_Lesetext:_
========
Bei Männern kann eine unvollständige Blasenentleerung als Folge einer Prostatahypertrophie zu ständigem Harndrang und im Extremfall zu einer Überlaufinkontinenz führen.

Unter einer Refelxinkontinenz leiden Menschen, bei denen eine Unterbrechung der Nervenbahnen, z.B. durch eine Querschnittslähmung, zu einer Störung der Blasenfunktion geführt hat.

Therapeutische Möglichkeiten bei Harninkontinenz

Für die Behandlung der Harninkontinenz sind verschiede Fragen unentbehrlich:

1- Trinkgewohnheiten

2- Miktionsverhalten

3- Häufigkeit des Vorlagenwechsels

4- Harnverlust bei körperlicher Anstrengung

5- Vorangegangene Operationen

6- Anzahl der Entbindungen

7- Neurologische Erkrankungen ( M. Parkinson, Multiple Sklerose)

8- Medikamentenanamnese

Die verschiedenen Formen der Inkontinenz müssen ihren Ursachen und Symptomen entsprechend unterschiedlich behandelt werden.

Bei der Stressinkontinenz stellt sich das Beckenbodentraining die wichtigste konservative therapeutische Maßnahme dar. Wenn rechtzeitig damit begonnen wird, könne 50 bis 70% Heilung bzw. Besserung der Beschwerden erreicht werden.

Die Übungen werden unter krankengymnastischer Anleitung erlernt und später mehrmals täglich zu Hause durchgeführt. Die Verordnung von homöopathischen Arzneimitteln kann den Trainingserfolg unterstützen. Viele homöopathische Zubereitungen haben sich sowohl bei Erkrankungen der weiblichen Geschlechtsorgane (Sepia, Lilium tigrinum, Aletris) als auch des Stütz- und Bindegewebes (Silicium, Calcium fluoratum) Bewährt.

Bei Patientinnen, die Ihren Beckenboden nicht willkürlich anspannen können, sollte eine Elektrostimulationbehandlung vorgeschaltet werden, damit die Kontraktionsfähigkeit verbessert und die Muskulatur gestärkt werden kann. In bestimmten Situationen, z.B. beim Sport, können intravaginale (in der Scheide) Hilfsmittel, wie z.B. ein Urethrapresser oder ein Inkontinenztampon, die den Blasenhals stabilisieren, die Behandlung ergänzen. Über längere Zeit dürfen diese Hilfsmittel wegen Gefahr von Infektionen oder Ulzera jedoch nicht angewendet werden.
========
_Rohdaten:_
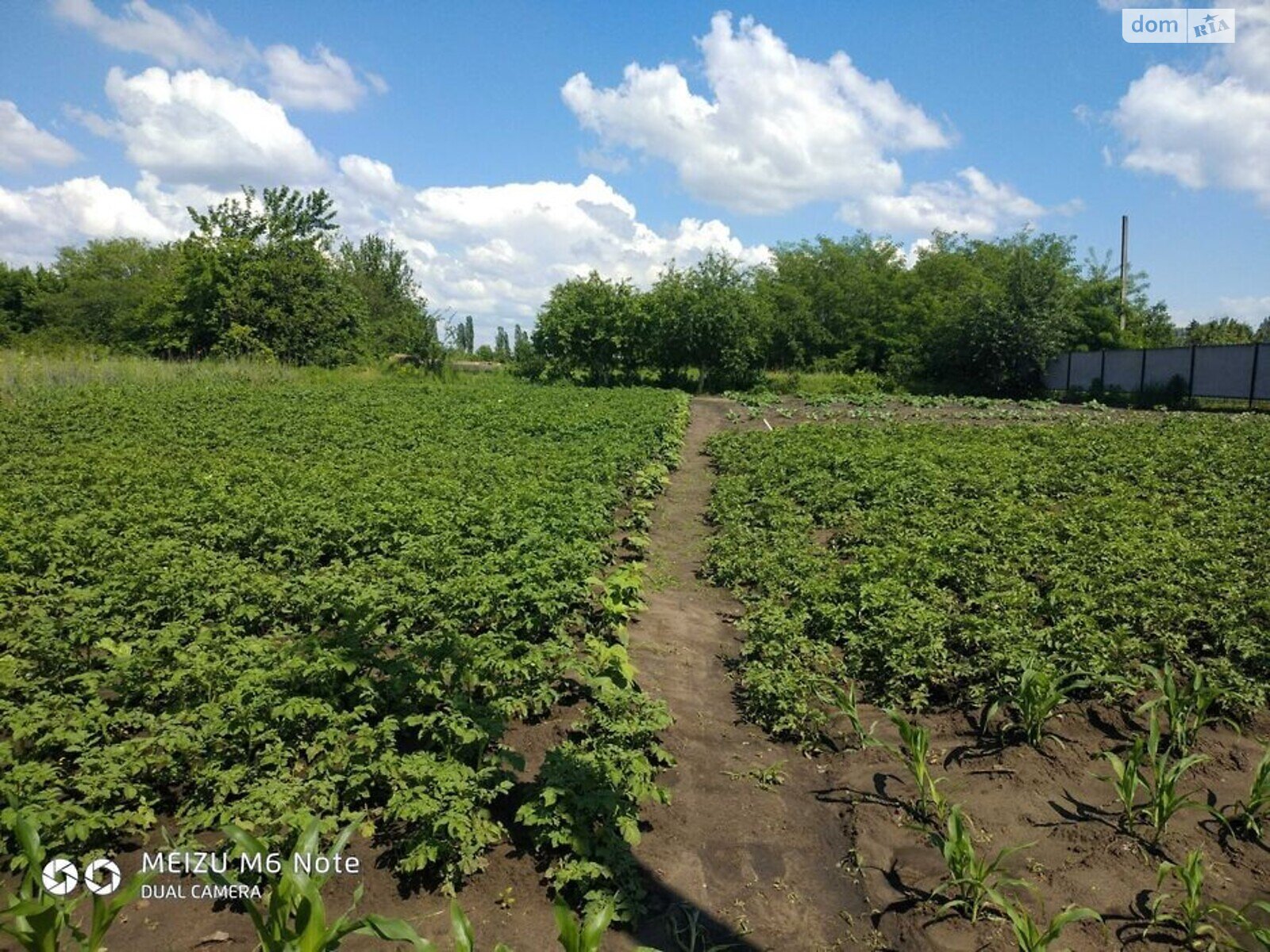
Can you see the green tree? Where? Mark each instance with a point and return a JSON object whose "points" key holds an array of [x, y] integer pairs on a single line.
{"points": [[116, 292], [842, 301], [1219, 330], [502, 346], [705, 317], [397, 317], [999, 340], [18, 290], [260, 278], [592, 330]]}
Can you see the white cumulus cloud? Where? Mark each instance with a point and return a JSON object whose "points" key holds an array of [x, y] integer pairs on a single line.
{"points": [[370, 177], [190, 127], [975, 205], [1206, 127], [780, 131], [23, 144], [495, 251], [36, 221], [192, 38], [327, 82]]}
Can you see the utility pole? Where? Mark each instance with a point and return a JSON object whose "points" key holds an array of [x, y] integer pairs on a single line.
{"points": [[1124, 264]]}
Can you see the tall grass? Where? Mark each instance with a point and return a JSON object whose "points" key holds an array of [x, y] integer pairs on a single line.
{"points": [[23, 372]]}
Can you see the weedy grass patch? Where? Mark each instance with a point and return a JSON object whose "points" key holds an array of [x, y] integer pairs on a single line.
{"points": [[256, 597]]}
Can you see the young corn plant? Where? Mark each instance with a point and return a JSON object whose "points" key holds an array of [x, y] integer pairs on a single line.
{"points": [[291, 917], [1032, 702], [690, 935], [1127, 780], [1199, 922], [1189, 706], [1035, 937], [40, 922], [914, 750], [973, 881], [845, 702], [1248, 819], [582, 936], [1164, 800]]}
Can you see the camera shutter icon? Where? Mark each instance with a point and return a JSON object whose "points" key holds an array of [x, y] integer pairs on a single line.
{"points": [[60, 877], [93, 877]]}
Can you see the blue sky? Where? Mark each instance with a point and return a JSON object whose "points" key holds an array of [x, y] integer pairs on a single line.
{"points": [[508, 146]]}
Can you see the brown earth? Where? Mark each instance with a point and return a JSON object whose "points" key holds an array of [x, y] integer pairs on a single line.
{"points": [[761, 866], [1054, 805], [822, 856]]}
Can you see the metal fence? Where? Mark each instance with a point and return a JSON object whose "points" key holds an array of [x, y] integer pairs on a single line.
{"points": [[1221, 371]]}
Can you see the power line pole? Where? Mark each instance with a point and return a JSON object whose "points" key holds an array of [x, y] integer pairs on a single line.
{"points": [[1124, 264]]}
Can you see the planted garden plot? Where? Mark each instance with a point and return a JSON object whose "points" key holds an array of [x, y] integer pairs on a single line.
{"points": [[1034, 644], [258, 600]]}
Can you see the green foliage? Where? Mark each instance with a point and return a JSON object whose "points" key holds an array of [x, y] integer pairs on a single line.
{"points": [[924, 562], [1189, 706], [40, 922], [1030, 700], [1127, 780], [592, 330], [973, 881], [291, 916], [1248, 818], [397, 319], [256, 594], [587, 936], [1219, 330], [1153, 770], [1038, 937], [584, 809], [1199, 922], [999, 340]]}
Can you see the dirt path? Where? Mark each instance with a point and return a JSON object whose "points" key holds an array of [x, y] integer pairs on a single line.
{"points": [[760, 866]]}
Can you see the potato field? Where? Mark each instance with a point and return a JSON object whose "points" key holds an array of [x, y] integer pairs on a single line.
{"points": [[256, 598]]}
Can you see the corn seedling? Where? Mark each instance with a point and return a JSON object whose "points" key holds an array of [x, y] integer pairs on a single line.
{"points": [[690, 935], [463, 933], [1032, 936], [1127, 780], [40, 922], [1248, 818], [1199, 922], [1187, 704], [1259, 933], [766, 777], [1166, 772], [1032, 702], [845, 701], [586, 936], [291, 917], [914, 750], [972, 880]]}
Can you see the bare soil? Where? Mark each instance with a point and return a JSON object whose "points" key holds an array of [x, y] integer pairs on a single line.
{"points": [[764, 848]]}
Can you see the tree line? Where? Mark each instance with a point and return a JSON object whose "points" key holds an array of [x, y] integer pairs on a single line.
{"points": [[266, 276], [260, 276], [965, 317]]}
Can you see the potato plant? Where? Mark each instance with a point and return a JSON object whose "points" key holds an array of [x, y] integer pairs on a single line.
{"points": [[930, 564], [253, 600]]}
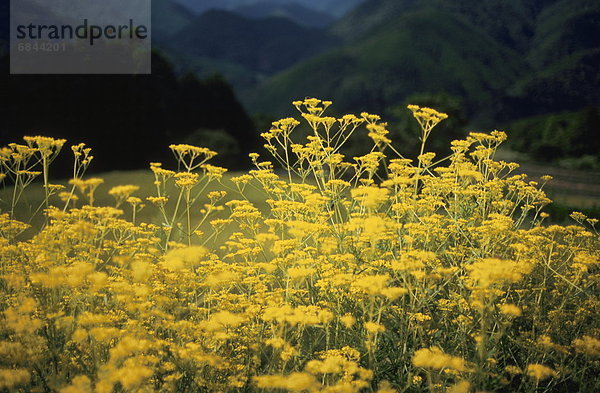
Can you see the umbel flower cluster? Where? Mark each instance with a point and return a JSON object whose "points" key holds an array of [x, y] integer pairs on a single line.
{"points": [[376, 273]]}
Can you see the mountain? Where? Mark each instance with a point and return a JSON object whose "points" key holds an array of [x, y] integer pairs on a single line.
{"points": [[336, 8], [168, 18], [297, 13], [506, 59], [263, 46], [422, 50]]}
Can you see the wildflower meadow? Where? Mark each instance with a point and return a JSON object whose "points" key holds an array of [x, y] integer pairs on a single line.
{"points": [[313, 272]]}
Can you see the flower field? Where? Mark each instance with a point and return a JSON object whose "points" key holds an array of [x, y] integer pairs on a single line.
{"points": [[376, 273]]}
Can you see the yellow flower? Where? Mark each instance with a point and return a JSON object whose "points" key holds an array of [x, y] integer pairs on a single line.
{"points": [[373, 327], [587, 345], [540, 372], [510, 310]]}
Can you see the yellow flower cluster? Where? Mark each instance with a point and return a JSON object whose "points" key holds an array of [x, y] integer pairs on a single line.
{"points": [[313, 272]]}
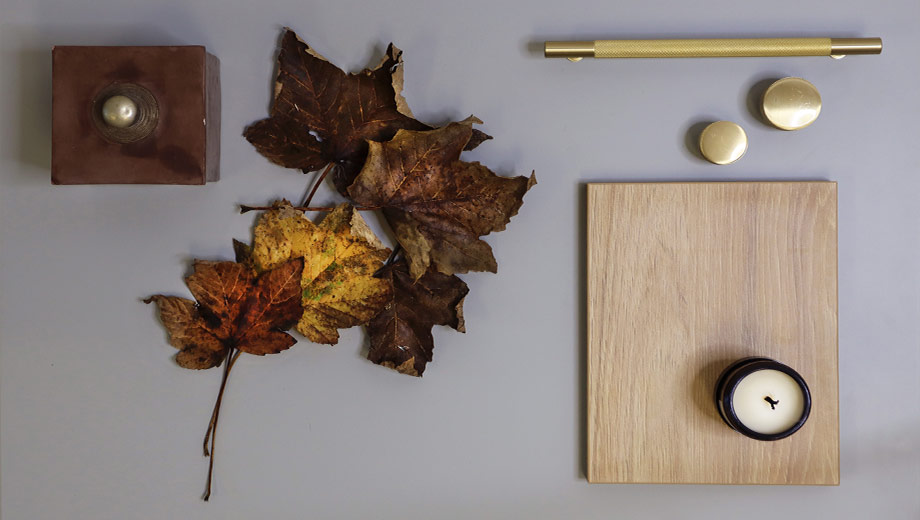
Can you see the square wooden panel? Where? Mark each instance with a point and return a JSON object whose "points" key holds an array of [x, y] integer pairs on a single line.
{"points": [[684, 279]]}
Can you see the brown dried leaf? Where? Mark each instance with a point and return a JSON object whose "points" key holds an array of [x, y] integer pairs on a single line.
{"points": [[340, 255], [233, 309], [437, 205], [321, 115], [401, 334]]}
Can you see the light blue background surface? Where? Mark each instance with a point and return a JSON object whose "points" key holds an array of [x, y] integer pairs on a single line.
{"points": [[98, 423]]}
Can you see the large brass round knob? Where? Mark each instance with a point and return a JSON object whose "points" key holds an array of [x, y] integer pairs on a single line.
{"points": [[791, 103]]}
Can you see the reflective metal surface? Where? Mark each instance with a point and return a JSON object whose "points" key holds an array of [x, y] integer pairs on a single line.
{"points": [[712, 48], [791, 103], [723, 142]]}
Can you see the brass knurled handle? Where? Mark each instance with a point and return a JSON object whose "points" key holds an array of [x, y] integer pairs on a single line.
========
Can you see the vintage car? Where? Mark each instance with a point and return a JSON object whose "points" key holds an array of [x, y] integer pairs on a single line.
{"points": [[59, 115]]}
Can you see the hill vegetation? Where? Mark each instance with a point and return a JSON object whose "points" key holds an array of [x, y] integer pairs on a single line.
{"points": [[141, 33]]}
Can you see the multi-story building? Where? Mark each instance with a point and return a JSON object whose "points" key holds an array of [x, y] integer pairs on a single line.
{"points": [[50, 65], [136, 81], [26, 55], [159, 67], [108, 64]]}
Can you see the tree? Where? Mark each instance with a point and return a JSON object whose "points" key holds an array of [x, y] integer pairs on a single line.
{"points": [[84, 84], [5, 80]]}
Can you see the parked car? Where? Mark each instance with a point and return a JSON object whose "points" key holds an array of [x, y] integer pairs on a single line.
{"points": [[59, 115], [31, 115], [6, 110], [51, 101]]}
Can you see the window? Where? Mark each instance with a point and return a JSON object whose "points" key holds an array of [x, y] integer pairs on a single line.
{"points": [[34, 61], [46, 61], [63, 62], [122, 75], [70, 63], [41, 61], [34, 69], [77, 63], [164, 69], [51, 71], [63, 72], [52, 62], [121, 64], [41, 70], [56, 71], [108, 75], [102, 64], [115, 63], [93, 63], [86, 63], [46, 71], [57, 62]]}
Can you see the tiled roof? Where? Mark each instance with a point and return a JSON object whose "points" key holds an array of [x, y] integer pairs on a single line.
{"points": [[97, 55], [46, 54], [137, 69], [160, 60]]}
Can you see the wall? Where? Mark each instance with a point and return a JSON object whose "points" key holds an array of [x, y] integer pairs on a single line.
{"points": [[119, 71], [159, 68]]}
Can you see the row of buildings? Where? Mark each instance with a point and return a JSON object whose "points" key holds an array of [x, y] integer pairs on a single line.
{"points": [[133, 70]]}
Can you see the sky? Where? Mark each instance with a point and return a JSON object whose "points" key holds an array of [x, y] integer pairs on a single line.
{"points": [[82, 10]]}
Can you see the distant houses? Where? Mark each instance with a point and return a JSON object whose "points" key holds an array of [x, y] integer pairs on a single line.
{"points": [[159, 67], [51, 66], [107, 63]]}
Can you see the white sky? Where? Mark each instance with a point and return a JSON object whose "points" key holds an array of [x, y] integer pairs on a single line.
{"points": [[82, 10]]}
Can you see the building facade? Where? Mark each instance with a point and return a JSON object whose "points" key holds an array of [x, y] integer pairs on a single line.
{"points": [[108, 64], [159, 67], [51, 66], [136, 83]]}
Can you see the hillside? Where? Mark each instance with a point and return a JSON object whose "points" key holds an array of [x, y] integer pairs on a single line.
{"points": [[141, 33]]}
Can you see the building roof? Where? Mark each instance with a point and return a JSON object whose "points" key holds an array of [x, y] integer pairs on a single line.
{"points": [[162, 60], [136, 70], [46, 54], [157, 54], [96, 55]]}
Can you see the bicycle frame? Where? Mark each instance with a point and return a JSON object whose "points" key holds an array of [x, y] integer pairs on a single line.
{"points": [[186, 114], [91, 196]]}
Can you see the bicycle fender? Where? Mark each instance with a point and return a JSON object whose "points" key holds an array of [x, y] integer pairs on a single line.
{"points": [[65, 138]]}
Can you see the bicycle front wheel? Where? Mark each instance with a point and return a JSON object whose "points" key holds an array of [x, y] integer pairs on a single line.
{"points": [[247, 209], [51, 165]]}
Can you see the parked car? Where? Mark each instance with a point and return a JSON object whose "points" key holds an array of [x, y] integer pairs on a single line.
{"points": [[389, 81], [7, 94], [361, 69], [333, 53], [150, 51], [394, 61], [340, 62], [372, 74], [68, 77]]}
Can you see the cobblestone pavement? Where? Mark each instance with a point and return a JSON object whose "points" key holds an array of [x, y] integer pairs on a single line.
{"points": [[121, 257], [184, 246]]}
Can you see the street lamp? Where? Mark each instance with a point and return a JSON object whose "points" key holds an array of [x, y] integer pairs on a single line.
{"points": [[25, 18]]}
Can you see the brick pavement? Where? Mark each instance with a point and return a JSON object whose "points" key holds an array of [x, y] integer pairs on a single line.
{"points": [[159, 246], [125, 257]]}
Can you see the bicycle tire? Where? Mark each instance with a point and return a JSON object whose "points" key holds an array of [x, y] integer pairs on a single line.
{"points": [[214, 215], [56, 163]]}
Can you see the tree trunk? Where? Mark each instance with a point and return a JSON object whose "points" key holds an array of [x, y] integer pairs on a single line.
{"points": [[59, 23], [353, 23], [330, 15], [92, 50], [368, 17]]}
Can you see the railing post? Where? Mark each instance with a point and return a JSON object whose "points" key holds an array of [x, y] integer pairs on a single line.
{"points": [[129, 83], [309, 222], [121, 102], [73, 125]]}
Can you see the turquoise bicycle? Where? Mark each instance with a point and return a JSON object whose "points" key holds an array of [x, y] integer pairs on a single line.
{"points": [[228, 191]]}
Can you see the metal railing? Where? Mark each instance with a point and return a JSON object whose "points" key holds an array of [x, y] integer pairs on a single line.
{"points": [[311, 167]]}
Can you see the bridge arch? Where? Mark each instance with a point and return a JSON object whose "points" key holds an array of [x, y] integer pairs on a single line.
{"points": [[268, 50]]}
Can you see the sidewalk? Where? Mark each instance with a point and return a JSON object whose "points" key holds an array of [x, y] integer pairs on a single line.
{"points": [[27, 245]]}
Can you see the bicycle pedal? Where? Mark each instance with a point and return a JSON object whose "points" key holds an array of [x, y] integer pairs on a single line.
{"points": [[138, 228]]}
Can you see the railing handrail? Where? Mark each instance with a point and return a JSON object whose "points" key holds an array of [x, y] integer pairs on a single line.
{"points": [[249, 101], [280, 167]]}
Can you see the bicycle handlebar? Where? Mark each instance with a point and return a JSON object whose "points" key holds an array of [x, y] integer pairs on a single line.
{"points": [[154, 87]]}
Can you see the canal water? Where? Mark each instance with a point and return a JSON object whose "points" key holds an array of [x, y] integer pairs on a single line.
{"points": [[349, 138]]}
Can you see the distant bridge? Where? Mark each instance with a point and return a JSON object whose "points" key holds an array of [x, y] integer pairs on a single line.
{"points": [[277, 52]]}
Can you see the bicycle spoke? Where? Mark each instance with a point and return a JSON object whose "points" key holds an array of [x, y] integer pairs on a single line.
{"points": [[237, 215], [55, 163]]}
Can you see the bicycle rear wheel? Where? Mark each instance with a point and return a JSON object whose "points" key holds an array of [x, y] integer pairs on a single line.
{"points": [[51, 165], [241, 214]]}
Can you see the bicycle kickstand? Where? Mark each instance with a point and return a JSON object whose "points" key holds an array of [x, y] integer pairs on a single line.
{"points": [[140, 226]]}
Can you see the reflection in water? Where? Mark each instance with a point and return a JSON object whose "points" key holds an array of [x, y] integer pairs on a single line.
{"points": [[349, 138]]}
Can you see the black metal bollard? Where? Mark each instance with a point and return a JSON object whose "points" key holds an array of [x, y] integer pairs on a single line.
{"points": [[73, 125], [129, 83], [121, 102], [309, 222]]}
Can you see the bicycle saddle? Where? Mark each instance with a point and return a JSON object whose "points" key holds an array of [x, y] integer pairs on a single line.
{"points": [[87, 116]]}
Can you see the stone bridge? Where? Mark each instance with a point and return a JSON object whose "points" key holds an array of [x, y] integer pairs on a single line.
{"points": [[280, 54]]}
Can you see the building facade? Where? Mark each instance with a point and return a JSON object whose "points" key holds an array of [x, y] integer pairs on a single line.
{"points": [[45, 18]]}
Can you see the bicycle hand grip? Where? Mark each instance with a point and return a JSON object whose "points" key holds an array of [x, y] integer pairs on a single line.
========
_Zu erledigende Aufgaben:_
**a)** Welchen Anteil an Heilung bzw. Besserung der Beschwerden kann laut dem Lesetext über Harninkontinenz ein rechtzeitig begonnenes Beckenbodentraining bei Stressinkontinenz erreichen?
**b)** Führe bitte den Lesetext über die Behandlung der Harninkontinenz nach seinem letzten Satz weiter.

_Antworten in Reihenfolge:_
**a)** 50 bis 70 %.

**b)**
Erst wenn alle konservativen Therapie-Strategien erfolglos geblieben sind, sollten operative Verfahren zur Therapie der Stress-Inkontinenz eingesetzt werden. Dabei hat die Einführung von Polenebandschlingen /TVT-Verfahren) in den letzten Jahren alle früheren Operationsmethoden überrundet. Bei dieser minimalen invasiven (in ein Organ eingreifend) Operation wird ein Kunststoffband spannungsfrei hinter der Urethra (Harnröhre) platziert. Es wächst ohne Narbe in das umgebende Gewebe ein und stützt auf diese Weise Blasenhals und Harnröhre.

Die Behandlung der Dranginkontinenz ist immer noch eine Domäne der medikamentösen Therapie. In der Schulmedizin werden überwiegend Anticholinerghika verordnet, die die unwillkürlichen Kontraktionen der Blasenmuskulatur unterdrücken und die Blasenkapazität vergrößern sollen.

Diese Mittel haben jedoch aufgrund ihrer unangenehmen Nebenwirkungen (Müdigkeit, Mundtrockenheit, Akkomodationsstörungen (Reaktion der Pupillen)) vor allem bei älteren Patienten eine schlechte Compliance. Große Hoffnungen werden deshalb auf ein neues Präparat gesetzt, das noch in der Erprobung ist: Der selektive Serotonin-Noradrenalin-Wiederaufnahmehemmer Duloxin soll über eine Hemmung des parasympathischen Nervensystems die Blasenentleerung normalisieren.

Als ganz neues Therapieprinzip gilt die Injektion des Botulinum-A-Toxins, das eine Beruhigung des Blasenmuskels herbeiführen soll. Allerdings kann es dadurch zu einer vorrübergehenden Akontraktibilität (kein Zusammenziehen) kommen, so dass der Patient die Blase mit Hilfe eines Katheters entleeren muss.

Sind die Inkontinenz- Beschwerden auf einen Hormonmangel in der Postmenopause zurückzuführen, sprechen sie besonders gut auf lokale Östrogen-Applikationen oder die Gabe von Naturmittel zur Regulierung des Hormonhaushaltes an.

Blasenentleerungsstörungen, deren Ursache chronische Harnwegsinfekte sind, müssen auf jeden Fall antibakteriell behandelt werden. Aufgrund seiner diuretischen (vermehrtes Wasserlassen) und antiseptischen Wirkung eignet sich hierzu ein Nieren-Blasen-Tee besonders gut.